• _ACTIVITY_
Only the line containing "Would you be able to point out the paper" and the lines after it, through the end of the entries, should be output exactly.

(Point localization data)
————

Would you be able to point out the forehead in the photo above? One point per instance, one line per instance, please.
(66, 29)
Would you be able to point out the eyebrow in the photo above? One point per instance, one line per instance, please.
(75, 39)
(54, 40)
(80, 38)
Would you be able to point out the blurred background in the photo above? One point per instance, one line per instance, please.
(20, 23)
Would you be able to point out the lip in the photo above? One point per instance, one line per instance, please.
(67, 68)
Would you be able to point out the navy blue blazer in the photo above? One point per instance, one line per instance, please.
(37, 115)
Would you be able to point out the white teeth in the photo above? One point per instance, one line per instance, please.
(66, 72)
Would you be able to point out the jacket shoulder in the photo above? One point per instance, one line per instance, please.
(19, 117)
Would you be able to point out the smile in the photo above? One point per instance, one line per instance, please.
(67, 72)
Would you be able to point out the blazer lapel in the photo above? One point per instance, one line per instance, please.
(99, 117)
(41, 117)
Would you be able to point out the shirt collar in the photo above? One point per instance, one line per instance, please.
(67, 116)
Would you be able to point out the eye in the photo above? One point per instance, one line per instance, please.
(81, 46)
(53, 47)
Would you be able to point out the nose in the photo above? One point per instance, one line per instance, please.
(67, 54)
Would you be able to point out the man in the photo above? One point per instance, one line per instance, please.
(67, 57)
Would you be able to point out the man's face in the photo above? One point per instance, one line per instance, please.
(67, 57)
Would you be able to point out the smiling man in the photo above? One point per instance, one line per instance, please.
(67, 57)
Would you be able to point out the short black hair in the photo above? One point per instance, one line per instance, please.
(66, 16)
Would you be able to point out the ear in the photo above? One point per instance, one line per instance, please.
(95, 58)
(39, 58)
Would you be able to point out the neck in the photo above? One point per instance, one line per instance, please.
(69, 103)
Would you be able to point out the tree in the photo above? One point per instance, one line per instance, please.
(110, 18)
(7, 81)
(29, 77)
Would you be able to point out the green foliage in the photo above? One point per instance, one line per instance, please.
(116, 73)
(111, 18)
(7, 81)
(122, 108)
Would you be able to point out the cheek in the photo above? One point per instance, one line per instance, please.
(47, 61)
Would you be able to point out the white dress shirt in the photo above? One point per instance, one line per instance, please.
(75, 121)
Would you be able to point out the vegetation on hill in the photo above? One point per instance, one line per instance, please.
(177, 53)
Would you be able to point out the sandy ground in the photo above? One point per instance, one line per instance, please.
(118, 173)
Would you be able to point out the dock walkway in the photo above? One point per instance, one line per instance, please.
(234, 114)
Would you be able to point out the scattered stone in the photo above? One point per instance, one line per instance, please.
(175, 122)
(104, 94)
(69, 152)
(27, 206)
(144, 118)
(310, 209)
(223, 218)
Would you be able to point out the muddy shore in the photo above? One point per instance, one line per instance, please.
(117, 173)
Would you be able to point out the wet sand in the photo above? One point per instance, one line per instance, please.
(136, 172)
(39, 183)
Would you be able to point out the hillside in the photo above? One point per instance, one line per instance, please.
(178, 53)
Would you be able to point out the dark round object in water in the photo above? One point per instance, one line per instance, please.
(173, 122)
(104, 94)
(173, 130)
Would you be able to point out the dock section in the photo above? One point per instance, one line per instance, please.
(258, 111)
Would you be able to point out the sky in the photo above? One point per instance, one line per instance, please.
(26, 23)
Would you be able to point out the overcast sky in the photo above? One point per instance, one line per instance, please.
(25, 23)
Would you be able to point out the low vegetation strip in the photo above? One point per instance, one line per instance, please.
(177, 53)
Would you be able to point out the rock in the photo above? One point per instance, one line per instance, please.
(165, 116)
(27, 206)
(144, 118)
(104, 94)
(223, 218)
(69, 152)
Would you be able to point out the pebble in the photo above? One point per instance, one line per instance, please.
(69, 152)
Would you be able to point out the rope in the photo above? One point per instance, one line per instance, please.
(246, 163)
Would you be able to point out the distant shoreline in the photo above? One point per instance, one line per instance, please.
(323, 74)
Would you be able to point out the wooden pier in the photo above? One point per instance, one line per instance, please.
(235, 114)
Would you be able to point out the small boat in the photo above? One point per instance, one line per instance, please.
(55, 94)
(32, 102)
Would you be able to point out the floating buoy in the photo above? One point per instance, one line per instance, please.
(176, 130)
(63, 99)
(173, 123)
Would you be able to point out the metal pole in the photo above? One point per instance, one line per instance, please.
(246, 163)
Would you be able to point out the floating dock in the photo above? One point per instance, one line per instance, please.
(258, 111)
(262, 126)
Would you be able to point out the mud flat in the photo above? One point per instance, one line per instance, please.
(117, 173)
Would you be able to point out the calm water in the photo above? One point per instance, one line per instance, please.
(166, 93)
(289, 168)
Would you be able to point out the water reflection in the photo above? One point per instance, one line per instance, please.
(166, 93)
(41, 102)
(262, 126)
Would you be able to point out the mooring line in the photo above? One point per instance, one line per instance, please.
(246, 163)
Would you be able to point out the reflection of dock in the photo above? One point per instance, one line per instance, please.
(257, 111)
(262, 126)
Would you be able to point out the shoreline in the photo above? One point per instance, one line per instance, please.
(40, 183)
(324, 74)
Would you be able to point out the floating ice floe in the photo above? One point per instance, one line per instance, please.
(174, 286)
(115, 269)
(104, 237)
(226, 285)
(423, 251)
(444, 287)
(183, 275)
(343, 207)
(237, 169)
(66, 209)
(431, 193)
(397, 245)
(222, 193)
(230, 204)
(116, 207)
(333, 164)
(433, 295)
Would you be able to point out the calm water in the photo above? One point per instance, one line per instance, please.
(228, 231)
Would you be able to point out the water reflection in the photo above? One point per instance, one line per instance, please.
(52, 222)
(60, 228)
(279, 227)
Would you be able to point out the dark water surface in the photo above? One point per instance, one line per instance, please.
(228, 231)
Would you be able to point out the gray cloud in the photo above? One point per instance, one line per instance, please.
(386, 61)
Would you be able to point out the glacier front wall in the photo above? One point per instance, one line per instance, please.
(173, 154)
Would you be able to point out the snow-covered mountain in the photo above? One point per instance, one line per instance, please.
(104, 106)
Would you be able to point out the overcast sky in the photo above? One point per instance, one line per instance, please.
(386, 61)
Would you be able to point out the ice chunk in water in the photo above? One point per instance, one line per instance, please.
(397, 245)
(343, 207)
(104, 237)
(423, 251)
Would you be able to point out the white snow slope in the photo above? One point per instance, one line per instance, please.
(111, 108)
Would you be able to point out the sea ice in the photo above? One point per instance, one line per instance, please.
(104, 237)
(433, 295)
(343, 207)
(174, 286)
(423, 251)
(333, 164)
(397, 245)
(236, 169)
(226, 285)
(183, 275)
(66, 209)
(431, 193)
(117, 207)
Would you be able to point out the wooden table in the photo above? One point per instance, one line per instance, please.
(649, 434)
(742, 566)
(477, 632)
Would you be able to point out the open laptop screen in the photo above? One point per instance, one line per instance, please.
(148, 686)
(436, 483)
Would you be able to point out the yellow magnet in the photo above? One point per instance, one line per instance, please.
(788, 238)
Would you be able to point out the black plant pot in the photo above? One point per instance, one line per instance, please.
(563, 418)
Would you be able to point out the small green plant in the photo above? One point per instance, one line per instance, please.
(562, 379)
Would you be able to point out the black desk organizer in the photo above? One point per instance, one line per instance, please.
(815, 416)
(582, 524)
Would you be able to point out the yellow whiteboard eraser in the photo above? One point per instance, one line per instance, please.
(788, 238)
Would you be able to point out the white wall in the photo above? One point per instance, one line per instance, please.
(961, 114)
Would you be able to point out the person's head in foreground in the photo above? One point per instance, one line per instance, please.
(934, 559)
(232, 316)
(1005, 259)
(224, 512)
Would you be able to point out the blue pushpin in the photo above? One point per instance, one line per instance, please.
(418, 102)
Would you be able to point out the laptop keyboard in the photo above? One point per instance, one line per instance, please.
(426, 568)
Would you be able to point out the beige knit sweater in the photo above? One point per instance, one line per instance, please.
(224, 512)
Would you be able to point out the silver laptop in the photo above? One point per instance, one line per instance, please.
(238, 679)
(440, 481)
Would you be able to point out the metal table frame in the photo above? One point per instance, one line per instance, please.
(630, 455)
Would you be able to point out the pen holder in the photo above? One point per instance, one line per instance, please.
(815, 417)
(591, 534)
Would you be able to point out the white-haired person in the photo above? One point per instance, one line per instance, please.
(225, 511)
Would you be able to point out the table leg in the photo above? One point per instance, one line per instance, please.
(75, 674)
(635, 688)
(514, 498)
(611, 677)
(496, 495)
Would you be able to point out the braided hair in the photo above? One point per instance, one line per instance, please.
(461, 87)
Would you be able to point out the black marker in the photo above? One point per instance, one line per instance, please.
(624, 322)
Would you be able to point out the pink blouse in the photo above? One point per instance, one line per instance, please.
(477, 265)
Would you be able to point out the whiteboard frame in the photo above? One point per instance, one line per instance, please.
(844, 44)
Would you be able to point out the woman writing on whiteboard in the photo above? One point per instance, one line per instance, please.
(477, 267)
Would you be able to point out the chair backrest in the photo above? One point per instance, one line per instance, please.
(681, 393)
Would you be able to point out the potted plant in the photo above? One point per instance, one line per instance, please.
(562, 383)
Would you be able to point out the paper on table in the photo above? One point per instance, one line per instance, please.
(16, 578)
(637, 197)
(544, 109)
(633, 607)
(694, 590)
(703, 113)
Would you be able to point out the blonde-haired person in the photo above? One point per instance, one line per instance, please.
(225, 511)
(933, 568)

————

• _OUTPUT OF THE EXERCISE_
Would you be able to point out the paper on table in the photo above? One point per instance, one line per instance, please.
(16, 578)
(637, 197)
(544, 109)
(633, 607)
(694, 590)
(703, 113)
Would you be able to point out the blonde-haired person in the photo above? One point per instance, one line per instance, please.
(225, 511)
(933, 568)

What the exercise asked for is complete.